(Stored records)

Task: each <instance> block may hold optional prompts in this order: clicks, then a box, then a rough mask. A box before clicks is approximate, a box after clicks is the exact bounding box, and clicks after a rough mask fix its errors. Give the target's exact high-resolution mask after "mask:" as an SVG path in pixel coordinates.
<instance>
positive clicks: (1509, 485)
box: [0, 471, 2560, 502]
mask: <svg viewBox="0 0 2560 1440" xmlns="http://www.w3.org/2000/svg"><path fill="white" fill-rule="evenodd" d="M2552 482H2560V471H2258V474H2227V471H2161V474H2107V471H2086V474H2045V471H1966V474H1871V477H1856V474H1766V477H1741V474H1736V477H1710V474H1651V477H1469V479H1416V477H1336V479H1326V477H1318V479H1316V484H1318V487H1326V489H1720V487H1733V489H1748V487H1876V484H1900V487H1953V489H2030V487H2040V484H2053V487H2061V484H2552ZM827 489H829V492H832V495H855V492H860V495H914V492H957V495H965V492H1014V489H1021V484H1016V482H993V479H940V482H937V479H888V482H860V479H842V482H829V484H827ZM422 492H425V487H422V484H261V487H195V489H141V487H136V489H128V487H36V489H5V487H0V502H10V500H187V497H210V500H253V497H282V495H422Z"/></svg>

[Exercise details]
Your task is to write out every record exactly.

[Solution to this problem]
Task: each <instance> block may hold optional prompts in this order: clicks, then a box, then a rough mask. A box before clicks is approximate, a box after clicks is the exact bounding box, and clicks after a rough mask fix its errors. Give the target's exact high-resolution mask after "mask:" as an SVG path in pixel coordinates.
<instance>
positive clicks: (1509, 485)
box: [0, 471, 2560, 502]
mask: <svg viewBox="0 0 2560 1440" xmlns="http://www.w3.org/2000/svg"><path fill="white" fill-rule="evenodd" d="M2552 482H2560V471H2258V474H2227V471H2161V474H2107V471H2086V474H2045V471H1966V474H1871V477H1856V474H1766V477H1741V474H1736V477H1710V474H1651V477H1469V479H1416V477H1336V479H1326V477H1318V479H1316V484H1318V487H1326V489H1720V487H1733V489H1748V487H1876V484H1900V487H1953V489H2030V487H2040V484H2053V487H2061V484H2552ZM827 489H829V492H832V495H855V492H860V495H914V492H957V495H965V492H1014V489H1021V484H1016V482H993V479H940V482H937V479H888V482H860V479H842V482H829V484H827ZM422 492H425V487H422V484H261V487H195V489H141V487H136V489H128V487H36V489H5V487H0V502H10V500H187V497H210V500H253V497H282V495H422Z"/></svg>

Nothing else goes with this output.